PASSAGE GIVEN —
------------------------------------------------------------------------
Anne Lauscher, Ivan Vulić, Edoardo Maria Ponti, Anna Korhonen, Goran Glavaš
University of Mannheim, Germany, University of Cambridge, UK
arXiv, 9/2019 (2020)
Pretraining KG Benchmark

📝 Paper Summary

Language Model Pretraining Lexical Semantics Word Embedding Specialization
LIBERT augments BERT's pretraining with a third auxiliary task—lexical relation classification—using external constraints (synonyms/hypernyms) to force the model to distinguish true semantic similarity from broad topical relatedness.
Core Problem
Unsupervised pretraining models like BERT rely solely on distributional co-occurrence patterns, which conflates true semantic similarity (e.g., car/automobile) with broad topical relatedness (e.g., car/road).
------------------------------------------------------------------------
DATA SUPPLIED —

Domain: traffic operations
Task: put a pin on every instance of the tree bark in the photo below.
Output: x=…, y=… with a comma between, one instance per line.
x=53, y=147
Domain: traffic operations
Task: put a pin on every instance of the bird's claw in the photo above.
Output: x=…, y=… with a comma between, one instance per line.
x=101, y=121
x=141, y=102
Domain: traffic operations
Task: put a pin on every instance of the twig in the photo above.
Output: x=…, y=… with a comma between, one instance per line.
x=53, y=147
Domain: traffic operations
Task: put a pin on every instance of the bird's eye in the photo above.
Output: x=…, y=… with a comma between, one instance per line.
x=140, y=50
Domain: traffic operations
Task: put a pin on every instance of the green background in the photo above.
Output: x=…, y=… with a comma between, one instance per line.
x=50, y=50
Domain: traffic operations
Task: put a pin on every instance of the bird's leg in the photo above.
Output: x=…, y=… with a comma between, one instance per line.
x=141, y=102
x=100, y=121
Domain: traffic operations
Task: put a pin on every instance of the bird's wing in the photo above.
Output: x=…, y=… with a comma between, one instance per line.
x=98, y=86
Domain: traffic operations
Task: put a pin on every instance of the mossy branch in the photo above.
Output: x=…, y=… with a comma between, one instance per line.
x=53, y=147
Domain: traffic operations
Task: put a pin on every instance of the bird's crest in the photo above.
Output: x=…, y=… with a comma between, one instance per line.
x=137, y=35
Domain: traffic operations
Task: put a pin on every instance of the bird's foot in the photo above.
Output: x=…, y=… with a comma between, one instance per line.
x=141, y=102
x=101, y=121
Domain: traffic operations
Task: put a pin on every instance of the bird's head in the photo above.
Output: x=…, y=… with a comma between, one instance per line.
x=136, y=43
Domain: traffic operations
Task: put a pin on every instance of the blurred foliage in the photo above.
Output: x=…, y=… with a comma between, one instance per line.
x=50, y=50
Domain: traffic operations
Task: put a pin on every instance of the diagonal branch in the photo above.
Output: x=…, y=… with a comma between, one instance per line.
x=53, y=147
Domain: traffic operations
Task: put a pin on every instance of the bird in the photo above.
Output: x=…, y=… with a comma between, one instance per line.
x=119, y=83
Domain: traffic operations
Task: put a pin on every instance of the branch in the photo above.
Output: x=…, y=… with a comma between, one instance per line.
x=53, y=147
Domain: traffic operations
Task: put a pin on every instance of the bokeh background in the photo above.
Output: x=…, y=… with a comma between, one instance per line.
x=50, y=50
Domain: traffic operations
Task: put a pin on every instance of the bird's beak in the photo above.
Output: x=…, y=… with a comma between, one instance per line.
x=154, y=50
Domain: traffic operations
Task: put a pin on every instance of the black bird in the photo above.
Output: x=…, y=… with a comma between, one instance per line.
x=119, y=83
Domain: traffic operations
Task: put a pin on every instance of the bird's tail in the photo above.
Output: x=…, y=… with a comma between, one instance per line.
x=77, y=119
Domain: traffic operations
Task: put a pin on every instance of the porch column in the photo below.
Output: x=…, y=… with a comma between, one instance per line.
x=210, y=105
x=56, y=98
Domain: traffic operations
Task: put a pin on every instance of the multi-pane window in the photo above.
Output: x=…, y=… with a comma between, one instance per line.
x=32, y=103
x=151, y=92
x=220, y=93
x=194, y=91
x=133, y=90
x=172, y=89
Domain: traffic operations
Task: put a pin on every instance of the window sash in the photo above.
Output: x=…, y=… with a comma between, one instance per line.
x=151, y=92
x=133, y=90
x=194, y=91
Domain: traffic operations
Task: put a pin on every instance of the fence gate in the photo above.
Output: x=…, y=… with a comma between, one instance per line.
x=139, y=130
------------------------------------------------------------------------
TASKS FOR THIS EXERCISE —
[a] Please rewrite everything in the LIBERT summary from "Pretraining KG Benchmark" down to "broad topical relatedness.", replacing "auxiliary task" with "auxiliary objective".
[b] Carry on the LIBERT summary from its last sentence.

RESULTS FOR EACH TASK —
[a]
Pretraining KG Benchmark

📝 Paper Summary

Language Model Pretraining Lexical Semantics Word Embedding Specialization
LIBERT augments BERT's pretraining with a third auxiliary objective—lexical relation classification—using external constraints (synonyms/hypernyms) to force the model to distinguish true semantic similarity from broad topical relatedness.

[b]
Why it matters:
  • Downstream tasks like lexical simplification and dialog state tracking require precise semantic similarity, which standard distributional models fail to capture accurately
  • Existing specialization methods for static embeddings (retrofitting) are not directly applicable to deep transformer-based pretraining objectives
  • Models struggle with rare linguistic structures and specific lexical entailments when relying only on raw text corpora
Concrete Example: In the sentence 'Einstein unlocked the door to the atomic age', a distributional model might suggest 'repaired' (topically related) or 'closed' (antonym) as substitutes for 'unlocked', whereas a specialized model correctly identifies 'opened' based on semantic similarity.
Key Novelty
Lexically Informed BERT (LIBERT)
  • Adds a third pretraining task (Lexical Relation Classification) alongside Masked Language Modeling and Next Sentence Prediction
  • Feeds pairs of words from external resources (WordNet) as input sequences, classifying whether they hold a specific semantic relation (synonymy/hypernymy)
  • Jointly optimizes the encoder to capture clean lexical constraints, steering representations away from mere co-occurrence associations
Architecture
Architecture Figure Figure 1
The multi-task training architecture of LIBERT compared to BERT.
Evaluation Highlights
  • Outperforms BERT on 9 out of 10 GLUE benchmark tasks, with notable gains on CoLA (+9.9 MCC) and AX (+6.0 MCC)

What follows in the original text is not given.